[Saved entries]
• • • •
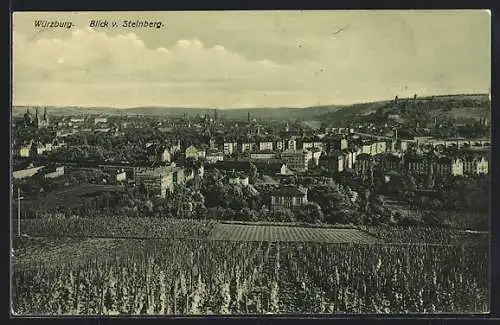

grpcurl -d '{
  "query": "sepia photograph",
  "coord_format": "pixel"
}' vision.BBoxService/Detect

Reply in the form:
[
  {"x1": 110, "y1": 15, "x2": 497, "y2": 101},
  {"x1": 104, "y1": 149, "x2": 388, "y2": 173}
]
[{"x1": 10, "y1": 10, "x2": 491, "y2": 315}]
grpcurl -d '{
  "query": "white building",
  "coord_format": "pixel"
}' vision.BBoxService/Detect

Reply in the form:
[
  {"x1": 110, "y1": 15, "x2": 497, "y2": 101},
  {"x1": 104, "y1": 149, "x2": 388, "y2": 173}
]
[
  {"x1": 275, "y1": 139, "x2": 285, "y2": 151},
  {"x1": 94, "y1": 117, "x2": 108, "y2": 124},
  {"x1": 476, "y1": 156, "x2": 489, "y2": 174},
  {"x1": 185, "y1": 145, "x2": 206, "y2": 159},
  {"x1": 451, "y1": 158, "x2": 464, "y2": 176},
  {"x1": 116, "y1": 169, "x2": 127, "y2": 183},
  {"x1": 287, "y1": 138, "x2": 297, "y2": 151},
  {"x1": 224, "y1": 142, "x2": 238, "y2": 155},
  {"x1": 44, "y1": 166, "x2": 65, "y2": 179},
  {"x1": 259, "y1": 141, "x2": 274, "y2": 152},
  {"x1": 250, "y1": 152, "x2": 277, "y2": 160},
  {"x1": 241, "y1": 142, "x2": 254, "y2": 153},
  {"x1": 13, "y1": 166, "x2": 45, "y2": 179},
  {"x1": 206, "y1": 150, "x2": 224, "y2": 164}
]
• • • •
PROBLEM REQUIREMENTS –
What you return must match the records above exactly, minus any images.

ANSWER SPACE –
grpcurl -d '{
  "query": "sepia photograph",
  "coord_format": "pixel"
}' vision.BBoxService/Detect

Reply in the form:
[
  {"x1": 110, "y1": 15, "x2": 497, "y2": 101},
  {"x1": 104, "y1": 149, "x2": 388, "y2": 173}
]
[{"x1": 10, "y1": 10, "x2": 491, "y2": 315}]
grpcurl -d '{
  "query": "white building",
  "coord_format": "pixel"
}' vision.BBoxService/Detect

Reply in the form:
[
  {"x1": 110, "y1": 15, "x2": 497, "y2": 101},
  {"x1": 104, "y1": 149, "x2": 388, "y2": 173}
]
[
  {"x1": 275, "y1": 139, "x2": 285, "y2": 151},
  {"x1": 94, "y1": 117, "x2": 108, "y2": 124},
  {"x1": 476, "y1": 156, "x2": 489, "y2": 174},
  {"x1": 185, "y1": 145, "x2": 206, "y2": 159},
  {"x1": 451, "y1": 158, "x2": 464, "y2": 176},
  {"x1": 116, "y1": 169, "x2": 127, "y2": 183},
  {"x1": 287, "y1": 138, "x2": 297, "y2": 151},
  {"x1": 224, "y1": 142, "x2": 238, "y2": 155},
  {"x1": 44, "y1": 166, "x2": 65, "y2": 179},
  {"x1": 259, "y1": 141, "x2": 274, "y2": 152},
  {"x1": 250, "y1": 152, "x2": 277, "y2": 160},
  {"x1": 241, "y1": 142, "x2": 254, "y2": 153},
  {"x1": 13, "y1": 166, "x2": 45, "y2": 179},
  {"x1": 206, "y1": 150, "x2": 224, "y2": 164}
]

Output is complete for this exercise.